-- Start of Quoted passage --

I will try to debug it with my environment. I will report about my result today later.

dmenshov commented 5 years ago

Sorry the result is not the same. I will try it again with drm-tip.

dmenshov commented 5 years ago

I tried drm-tip. I observe the same issue. I will create issue on bugzilla

dmenshov commented 5 years ago

https://bugs.freedesktop.org/show_bug.cgi?id=110307

dmitryermilov commented 5 years ago

Reply from Tvrtko at bugzilla: According to my interpretation of the error state the execution hangs on command dw 0x73880080 (HEVC_VP9_RDOQ_STATE) submitted from a batch buffer.

IPEIR: 0x00000000 IPEHR: 0x34240010 INSTDONE: 0xbbffffff batch: [0x00000000_018fb000, 0x00000000_018ff000] BBADDR: 0x00000000_018fbf45

... 0x018fbf44: 0x73880080: 3D UNKNOWN: 3d_965 opcode = 0x7388 ...

Only problem is IPEIR claims execution is not in a batch buffer (bit 3 is not set) and IPEHR points to something different as well.

INSTDONE says VCS and VIN units are running. I don't know what is the latter. Is it consistent with the hanging command?

tursulin commented 5 years ago

Basically the error state suggests hanging command could be HEVC_VP9_RDOQ_STATE. Media domain knowledge is needed to think about possible reasons.

-- End of Quoted passage --
-- Start of Dataset content --

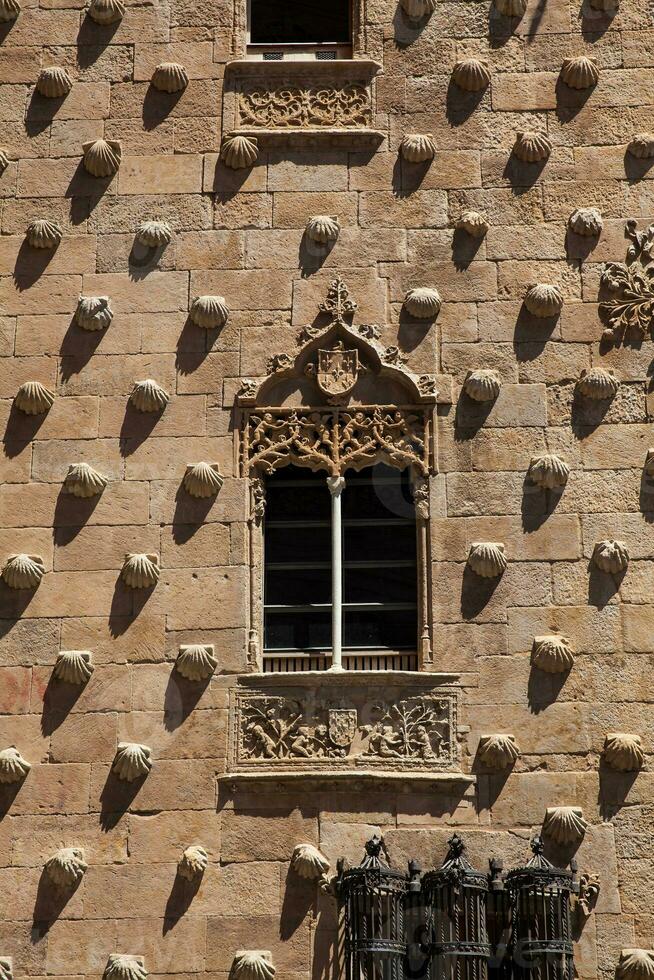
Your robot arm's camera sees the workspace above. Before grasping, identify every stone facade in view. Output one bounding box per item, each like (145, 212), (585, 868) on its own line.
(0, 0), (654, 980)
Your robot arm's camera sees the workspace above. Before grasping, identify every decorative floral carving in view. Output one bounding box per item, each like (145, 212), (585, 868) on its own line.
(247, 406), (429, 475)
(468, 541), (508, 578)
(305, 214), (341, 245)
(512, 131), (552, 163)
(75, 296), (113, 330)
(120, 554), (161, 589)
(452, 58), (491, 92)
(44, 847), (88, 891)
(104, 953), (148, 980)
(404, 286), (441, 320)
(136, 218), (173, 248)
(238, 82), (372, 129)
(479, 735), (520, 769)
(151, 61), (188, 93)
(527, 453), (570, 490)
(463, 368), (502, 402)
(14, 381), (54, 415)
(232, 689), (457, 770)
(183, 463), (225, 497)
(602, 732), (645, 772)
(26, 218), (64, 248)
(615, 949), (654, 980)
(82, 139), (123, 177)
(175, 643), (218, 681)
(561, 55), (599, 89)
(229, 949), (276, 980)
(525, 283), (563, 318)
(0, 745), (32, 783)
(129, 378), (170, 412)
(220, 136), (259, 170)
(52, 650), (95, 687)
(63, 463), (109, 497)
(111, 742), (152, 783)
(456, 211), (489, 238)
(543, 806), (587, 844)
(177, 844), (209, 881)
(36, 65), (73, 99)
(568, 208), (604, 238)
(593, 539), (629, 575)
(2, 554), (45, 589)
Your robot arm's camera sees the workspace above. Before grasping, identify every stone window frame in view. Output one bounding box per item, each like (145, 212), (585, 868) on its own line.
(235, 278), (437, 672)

-- End of Dataset content --
-- Start of Dataset content --

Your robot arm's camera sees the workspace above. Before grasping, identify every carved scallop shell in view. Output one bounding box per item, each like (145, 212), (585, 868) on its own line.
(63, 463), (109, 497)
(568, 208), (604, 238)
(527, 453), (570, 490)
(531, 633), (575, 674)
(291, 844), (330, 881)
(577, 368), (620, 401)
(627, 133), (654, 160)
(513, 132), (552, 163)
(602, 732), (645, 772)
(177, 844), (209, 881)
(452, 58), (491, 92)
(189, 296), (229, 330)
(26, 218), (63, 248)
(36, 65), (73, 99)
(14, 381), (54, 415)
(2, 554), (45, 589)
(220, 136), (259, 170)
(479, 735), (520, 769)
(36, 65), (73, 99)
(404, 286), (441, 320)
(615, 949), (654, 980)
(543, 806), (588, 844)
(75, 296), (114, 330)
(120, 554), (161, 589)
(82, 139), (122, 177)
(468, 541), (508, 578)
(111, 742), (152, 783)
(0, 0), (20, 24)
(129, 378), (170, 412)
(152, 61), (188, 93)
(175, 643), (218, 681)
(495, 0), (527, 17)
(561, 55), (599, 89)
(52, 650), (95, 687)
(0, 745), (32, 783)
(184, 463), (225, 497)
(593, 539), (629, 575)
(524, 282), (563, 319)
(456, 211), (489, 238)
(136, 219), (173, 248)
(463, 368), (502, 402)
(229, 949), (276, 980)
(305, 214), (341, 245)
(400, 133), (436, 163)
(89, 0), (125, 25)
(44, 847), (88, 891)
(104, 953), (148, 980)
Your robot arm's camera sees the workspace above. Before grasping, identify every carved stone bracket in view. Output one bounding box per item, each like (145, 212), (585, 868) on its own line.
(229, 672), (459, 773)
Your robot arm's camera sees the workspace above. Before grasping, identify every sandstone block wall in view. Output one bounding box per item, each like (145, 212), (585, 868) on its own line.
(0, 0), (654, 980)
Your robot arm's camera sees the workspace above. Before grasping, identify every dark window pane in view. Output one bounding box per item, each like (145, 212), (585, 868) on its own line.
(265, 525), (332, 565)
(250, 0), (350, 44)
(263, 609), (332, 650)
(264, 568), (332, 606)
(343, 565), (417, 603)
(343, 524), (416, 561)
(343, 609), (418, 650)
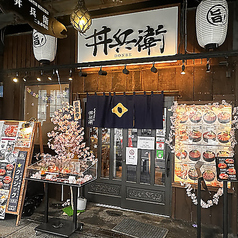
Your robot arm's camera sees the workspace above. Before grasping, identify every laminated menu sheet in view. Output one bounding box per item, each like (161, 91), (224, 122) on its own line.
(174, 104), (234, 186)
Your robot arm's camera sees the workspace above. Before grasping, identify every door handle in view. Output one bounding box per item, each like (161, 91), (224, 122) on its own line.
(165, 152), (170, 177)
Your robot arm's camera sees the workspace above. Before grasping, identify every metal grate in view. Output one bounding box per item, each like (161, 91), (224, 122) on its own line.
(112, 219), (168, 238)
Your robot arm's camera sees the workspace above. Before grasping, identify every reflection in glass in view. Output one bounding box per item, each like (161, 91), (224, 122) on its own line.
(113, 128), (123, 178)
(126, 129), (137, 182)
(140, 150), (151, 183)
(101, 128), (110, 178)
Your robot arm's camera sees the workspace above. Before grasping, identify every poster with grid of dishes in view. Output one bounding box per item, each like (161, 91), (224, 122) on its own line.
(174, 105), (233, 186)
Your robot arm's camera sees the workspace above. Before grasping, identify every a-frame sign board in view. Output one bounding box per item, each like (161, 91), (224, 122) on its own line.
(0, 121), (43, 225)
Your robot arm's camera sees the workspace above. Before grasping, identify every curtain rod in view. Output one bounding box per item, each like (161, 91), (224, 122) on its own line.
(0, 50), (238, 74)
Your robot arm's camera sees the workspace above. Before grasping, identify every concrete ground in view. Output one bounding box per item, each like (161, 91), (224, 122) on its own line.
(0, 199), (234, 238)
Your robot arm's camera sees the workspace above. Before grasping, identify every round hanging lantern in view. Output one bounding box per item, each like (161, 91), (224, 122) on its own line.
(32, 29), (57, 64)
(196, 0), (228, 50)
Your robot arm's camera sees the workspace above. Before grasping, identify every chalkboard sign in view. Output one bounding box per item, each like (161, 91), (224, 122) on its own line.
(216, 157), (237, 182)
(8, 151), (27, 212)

-- End of Dataset content --

§ Written problem
Extend the issue thread about the HEVC_VP9_RDOQ_STATE hang, starting after its last comment. The records are separate material and are not part of the text.

§ Response
dmitryermilov commented 5 years ago

It was confirmed that HEVC-LP needs HuC supports (including CQP). So the fact that HEVC-LP doesn't work on drm-tip is expected. However of course MSDK/UMD should return an error at initialization for this case.

eero-t commented 5 years ago

Will HEVC-LP work on ICL also with 4K resolution and 10-bit when there's HuC? Or is it still limited to 8-bit at smaller resolutions?

Xiaogangli-intel commented 5 years ago

Hi Eero, Currently, GuC and HuC firmware of ICL is not ready in drm-tip, so HEVC/VP9 low power cases will not work! GuC/HuC up-streaming is WIP, will let you know once it ready.

Xiaogangli-intel commented 4 years ago

@eero-t GuC and HuC firmware of ICL is ready in drm-tip, please confirm it. Let me know if you still have questions.

eero-t commented 4 years ago

I don't have anymore ICL on which to test. May take weeks until there's a replacement.

Will HEVC-LP work on ICL also with 4K resolution and 10-bit when there's HuC? Or is it still limited to 8-bit at smaller resolutions?

Any answer to those, should these work?

eero-t commented 4 years ago

Did quick testing of everything discussed above with FFmpeg, monitored results with latest i-g-t intel_gpu_top and all seems to be working fine on ICL with latest drm-tip, HuC firmware and media stack.

PS. Only odd thing was VP9 using low-power (video engine) encoding even when low-power mode is not specified, only the other codecs. Note: with FFmpeg, VP9 works only with VAAPI backend, for some reason FFmpeg QSV backend doesn't support it...